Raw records
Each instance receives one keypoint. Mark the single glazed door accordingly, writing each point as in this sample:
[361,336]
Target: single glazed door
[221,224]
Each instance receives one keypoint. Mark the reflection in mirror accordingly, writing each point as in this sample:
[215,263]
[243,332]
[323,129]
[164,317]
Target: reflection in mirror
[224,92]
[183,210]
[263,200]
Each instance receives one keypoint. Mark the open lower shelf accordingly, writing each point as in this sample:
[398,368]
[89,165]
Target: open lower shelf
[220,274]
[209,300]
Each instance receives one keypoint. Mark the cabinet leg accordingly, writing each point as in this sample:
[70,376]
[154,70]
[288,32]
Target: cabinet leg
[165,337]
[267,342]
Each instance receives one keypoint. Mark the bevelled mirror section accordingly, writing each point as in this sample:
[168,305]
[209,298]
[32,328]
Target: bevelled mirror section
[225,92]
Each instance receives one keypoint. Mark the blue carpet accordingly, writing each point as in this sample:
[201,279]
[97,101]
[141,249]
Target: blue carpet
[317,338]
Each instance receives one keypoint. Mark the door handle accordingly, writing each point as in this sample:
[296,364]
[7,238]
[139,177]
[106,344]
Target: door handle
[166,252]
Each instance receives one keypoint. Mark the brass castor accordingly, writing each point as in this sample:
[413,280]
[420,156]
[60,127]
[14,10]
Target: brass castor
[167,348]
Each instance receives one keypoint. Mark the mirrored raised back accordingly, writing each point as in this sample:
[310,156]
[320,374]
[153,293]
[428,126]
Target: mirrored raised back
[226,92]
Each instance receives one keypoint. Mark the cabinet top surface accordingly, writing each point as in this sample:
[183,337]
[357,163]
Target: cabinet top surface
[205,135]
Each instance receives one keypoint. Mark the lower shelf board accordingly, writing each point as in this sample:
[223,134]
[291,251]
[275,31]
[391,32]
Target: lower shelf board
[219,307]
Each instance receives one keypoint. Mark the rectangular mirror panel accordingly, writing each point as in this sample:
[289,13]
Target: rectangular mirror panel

## The exercise
Reproduce the listing above word for word.

## Finished exercise
Each instance receives one keypoint. Mark the single glazed door accordingly, writing each point as in this sample:
[361,336]
Target: single glazed door
[221,224]
Each instance receives one keypoint. Mark the reflection in mirror accordingly, writing each point as in this sample:
[215,263]
[243,332]
[323,129]
[164,317]
Target: reflection in mirror
[224,92]
[183,210]
[263,200]
Each instance receives one keypoint. Mark the open lower shelf accordingly, writing each point as in this sample:
[398,368]
[89,165]
Target: open lower shelf
[220,274]
[209,300]
Each instance receives one keypoint. Mark the cabinet leg accordingly, writing each point as in this sample:
[70,376]
[154,70]
[288,32]
Target: cabinet leg
[165,337]
[267,342]
Each instance receives one keypoint. Mark the bevelled mirror section accordingly, writing each point as in this sample:
[168,305]
[209,298]
[32,328]
Target: bevelled mirror section
[225,92]
Each instance receives one keypoint. Mark the blue carpet accordingly, writing each point as in this sample:
[201,279]
[97,101]
[141,249]
Target: blue carpet
[317,338]
Each instance receives one keypoint. Mark the door handle accordingly, writing each point as in this sample:
[296,364]
[7,238]
[139,177]
[106,344]
Target: door handle
[166,252]
Each instance receives one keypoint. Mark the brass castor accordingly, writing each point as in this sample:
[413,280]
[420,156]
[60,127]
[14,10]
Target: brass castor
[167,348]
Each instance receives one keypoint. Mark the mirrored raised back accordingly, writing each point as in this sample:
[310,156]
[320,374]
[153,293]
[428,126]
Target: mirrored raised back
[226,92]
Each instance receives one keypoint. Mark the cabinet top surface accordingly, writing each point as in this sample:
[183,337]
[357,163]
Target: cabinet top surface
[205,135]
Each instance receives one keypoint. Mark the lower shelf board accordingly, writing each point as in this sample:
[223,134]
[291,251]
[275,31]
[391,32]
Target: lower shelf board
[219,307]
Each instance receives one keypoint. Mark the rectangular mirror panel accordingly, writing each point as in this sample:
[289,13]
Target: rectangular mirror panel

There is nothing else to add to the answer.